> [Records provided]
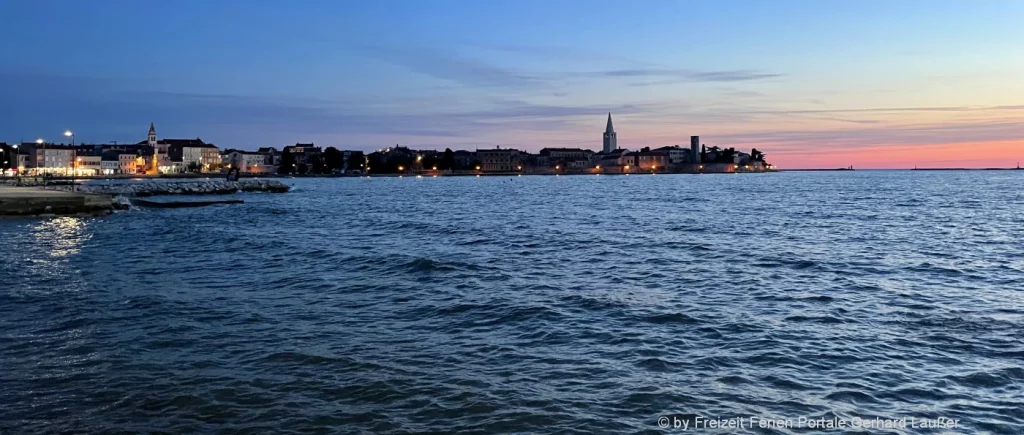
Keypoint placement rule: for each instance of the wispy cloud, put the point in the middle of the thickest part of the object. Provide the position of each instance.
(674, 76)
(452, 67)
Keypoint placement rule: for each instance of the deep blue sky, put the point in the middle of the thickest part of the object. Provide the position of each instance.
(800, 78)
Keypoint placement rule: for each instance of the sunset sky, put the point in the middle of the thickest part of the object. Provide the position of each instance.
(875, 84)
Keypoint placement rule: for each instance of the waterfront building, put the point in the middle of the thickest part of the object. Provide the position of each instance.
(49, 158)
(651, 160)
(176, 155)
(677, 155)
(610, 142)
(567, 158)
(302, 153)
(609, 161)
(110, 162)
(499, 160)
(566, 154)
(463, 159)
(88, 162)
(126, 162)
(249, 162)
(271, 156)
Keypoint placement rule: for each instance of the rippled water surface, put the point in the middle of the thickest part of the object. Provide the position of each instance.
(587, 304)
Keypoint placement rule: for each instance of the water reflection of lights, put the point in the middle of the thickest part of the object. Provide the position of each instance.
(62, 235)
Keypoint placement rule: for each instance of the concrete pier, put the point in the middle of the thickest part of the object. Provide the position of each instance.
(35, 201)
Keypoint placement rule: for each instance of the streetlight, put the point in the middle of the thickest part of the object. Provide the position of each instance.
(74, 173)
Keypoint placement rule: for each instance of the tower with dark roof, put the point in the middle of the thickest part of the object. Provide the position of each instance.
(609, 137)
(152, 138)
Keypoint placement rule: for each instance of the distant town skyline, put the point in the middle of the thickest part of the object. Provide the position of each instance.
(873, 84)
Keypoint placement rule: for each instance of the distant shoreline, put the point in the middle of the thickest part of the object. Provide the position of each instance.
(898, 169)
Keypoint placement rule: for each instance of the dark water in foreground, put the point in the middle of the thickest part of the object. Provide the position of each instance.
(532, 304)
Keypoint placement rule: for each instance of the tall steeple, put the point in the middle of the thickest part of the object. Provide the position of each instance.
(152, 138)
(609, 137)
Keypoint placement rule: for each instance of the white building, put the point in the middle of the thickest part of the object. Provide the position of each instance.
(88, 165)
(54, 159)
(248, 161)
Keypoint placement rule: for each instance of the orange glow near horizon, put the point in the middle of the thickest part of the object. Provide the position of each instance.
(968, 155)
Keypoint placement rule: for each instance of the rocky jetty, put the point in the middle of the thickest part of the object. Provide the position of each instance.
(151, 188)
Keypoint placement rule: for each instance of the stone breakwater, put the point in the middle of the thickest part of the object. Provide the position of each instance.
(190, 187)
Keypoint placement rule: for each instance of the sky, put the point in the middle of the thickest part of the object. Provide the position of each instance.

> [Try it] Write the listing above out again word for word, excluding all images.

> [Solution for this problem]
Keypoint placement rule: for each instance of the wispy cloud, put the point in the middle of the thickest part of the object. Provide the position of each instance.
(674, 76)
(452, 67)
Keypoint placement rule: for each instance of the deep blue sky, put the point in the middle of the thickest part of the object. Provide the position of each instance.
(800, 78)
Keypoint placement rule: for each instance of the sunset sky, put the point in the middle of the thickest part of the object. Provide the position of each instance.
(875, 84)
Keypoint placement rule: for each instance of the waterfront building, put the point in the middle of the thickest part of the object. Provide the position of each instance.
(49, 158)
(651, 160)
(176, 155)
(677, 155)
(610, 142)
(567, 158)
(302, 153)
(609, 161)
(110, 162)
(499, 160)
(566, 154)
(463, 159)
(88, 162)
(126, 162)
(249, 162)
(271, 156)
Keypoint placement rule: for each instance of the rippled water surface, put the point in the middle of the thickest part of the object. Provide the position of each instance.
(587, 304)
Keypoint placement rule: for each instance of the water reflection of lights, put the point in the middle of the thickest part of the object. Provide the position of each instance.
(62, 235)
Keypoint placement rule: for each instance of the concrete pier, put the point in the middle of the thickest part of the object. Provide the position of each instance.
(35, 201)
Keypoint placement rule: for each instance of the streetlight, put the point in the middle of the thickest part of the object. Provide the position of each instance.
(74, 173)
Keypoint placement rule: for each instance of the tower with dark roof, put the point in the middle of the thickest part of the object. Provide the position of each instance.
(609, 137)
(152, 138)
Keypoint placement rule: for each instance of the distant town skyline, put the point in the middle of the thickest part of the object. Provide the position of each instance.
(873, 84)
Keypoint placement rule: for each instance of the distant shoreline, put the point in the middle of the thickest part of the object. Provide the position of each instance.
(898, 169)
Keypoint placement rule: for each instance of the dark water in foreground, put the point in the middle of the thickest part of the object. Provide the position of each instance.
(532, 304)
Keypoint placement rule: for each instance of the tall steeple, put the point in the middle of the thickest part of the object. Provide the position of each instance.
(152, 138)
(609, 137)
Keypoint placement rule: for each instance of the white building, put the point in the middle of the thickest part of the object. Provide the position of each instance.
(88, 165)
(54, 159)
(248, 161)
Keypoint placement rule: for each instance of the orange glow near horizon, put the point in the middle of the thickest part of the object. Provide the position of each instance.
(968, 155)
Keypoint placement rule: for each instance of the rocky jetty, put the point in the middle of the thickest part of the object. Provide the position of each instance.
(151, 188)
Keypoint placement rule: for each instance of the stone breakwater, put the point in the middle of the thickest part of the object. Provide the position of each instance.
(190, 187)
Keypoint placement rule: for each instance of the sky, put the point in the middle of the thickest part of the object. Provide the position of each instance.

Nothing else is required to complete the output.